* PROBLEM DESCRIPTION: Repeat the full listing that follows, word for word.
[Opening RECORDS SUPPLIED section]
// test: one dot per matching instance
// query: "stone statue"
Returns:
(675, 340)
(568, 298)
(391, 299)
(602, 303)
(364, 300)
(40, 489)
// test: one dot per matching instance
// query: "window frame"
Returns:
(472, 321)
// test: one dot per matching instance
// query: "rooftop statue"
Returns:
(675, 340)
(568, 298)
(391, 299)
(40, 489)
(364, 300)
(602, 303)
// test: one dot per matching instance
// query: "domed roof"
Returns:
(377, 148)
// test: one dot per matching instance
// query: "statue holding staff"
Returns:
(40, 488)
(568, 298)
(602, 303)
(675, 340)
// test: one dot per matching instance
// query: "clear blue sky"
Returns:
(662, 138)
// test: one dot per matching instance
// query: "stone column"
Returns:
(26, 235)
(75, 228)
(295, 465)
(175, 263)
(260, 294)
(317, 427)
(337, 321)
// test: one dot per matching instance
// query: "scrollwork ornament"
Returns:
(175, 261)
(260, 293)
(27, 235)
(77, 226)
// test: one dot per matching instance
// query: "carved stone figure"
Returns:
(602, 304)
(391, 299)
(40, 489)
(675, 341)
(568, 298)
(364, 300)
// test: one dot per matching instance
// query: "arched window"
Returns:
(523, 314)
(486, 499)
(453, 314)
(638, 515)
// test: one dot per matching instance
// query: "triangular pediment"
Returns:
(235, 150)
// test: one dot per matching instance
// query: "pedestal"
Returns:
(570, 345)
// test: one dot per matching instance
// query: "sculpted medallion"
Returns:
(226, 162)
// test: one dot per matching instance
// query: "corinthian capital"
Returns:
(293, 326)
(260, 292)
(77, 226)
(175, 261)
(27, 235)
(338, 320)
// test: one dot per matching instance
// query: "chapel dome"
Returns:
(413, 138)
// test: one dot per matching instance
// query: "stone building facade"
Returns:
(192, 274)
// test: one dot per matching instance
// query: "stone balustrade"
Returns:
[Closing RECORDS SUPPLIED section]
* TASK RESPONSE:
// test: one dot per matching instance
// query: "stone statue"
Returns:
(675, 340)
(568, 298)
(391, 299)
(602, 303)
(364, 300)
(40, 489)
// test: one dot per matching instance
// query: "window frame"
Returns:
(472, 321)
// test: one dot per matching instance
// query: "rooftop statue"
Returns:
(675, 340)
(568, 298)
(391, 299)
(40, 489)
(364, 300)
(602, 303)
// test: one dot per matching instance
// query: "domed roof"
Returns:
(377, 148)
// test: one dot per matching instance
// query: "statue holding staff"
Returns:
(40, 488)
(568, 298)
(602, 303)
(675, 340)
// test: one dot per matching instance
// query: "clear blue sky"
Returns:
(662, 138)
// test: one dot per matching instance
// query: "stone column"
Returns:
(26, 235)
(75, 228)
(295, 465)
(175, 263)
(260, 294)
(317, 427)
(337, 321)
// test: one dot per matching instance
// query: "scrollwork ornament"
Returns:
(175, 261)
(260, 293)
(27, 235)
(77, 226)
// test: one dot per matching instance
// query: "carved stone figure"
Returns:
(602, 304)
(391, 299)
(40, 489)
(675, 341)
(568, 298)
(364, 300)
// test: one dot per matching instance
// query: "arched window"
Returns:
(523, 314)
(486, 499)
(453, 314)
(638, 515)
// test: one dot per matching instance
// query: "triangular pediment"
Returns:
(235, 150)
// test: one dot per matching instance
// query: "pedestal"
Returns:
(570, 345)
// test: one dot per matching instance
// query: "sculpted medallion"
Returns:
(226, 162)
// test: one dot per matching instance
// query: "corinthian capital"
Returns:
(293, 326)
(260, 292)
(77, 226)
(175, 261)
(27, 235)
(338, 320)
// test: one dot per matching instance
// query: "chapel dome"
Returns:
(413, 138)
// test: one dot per matching instance
// query: "stone building facade"
Returns:
(192, 274)
// test: one dot per matching instance
// query: "stone balustrade"
Returns:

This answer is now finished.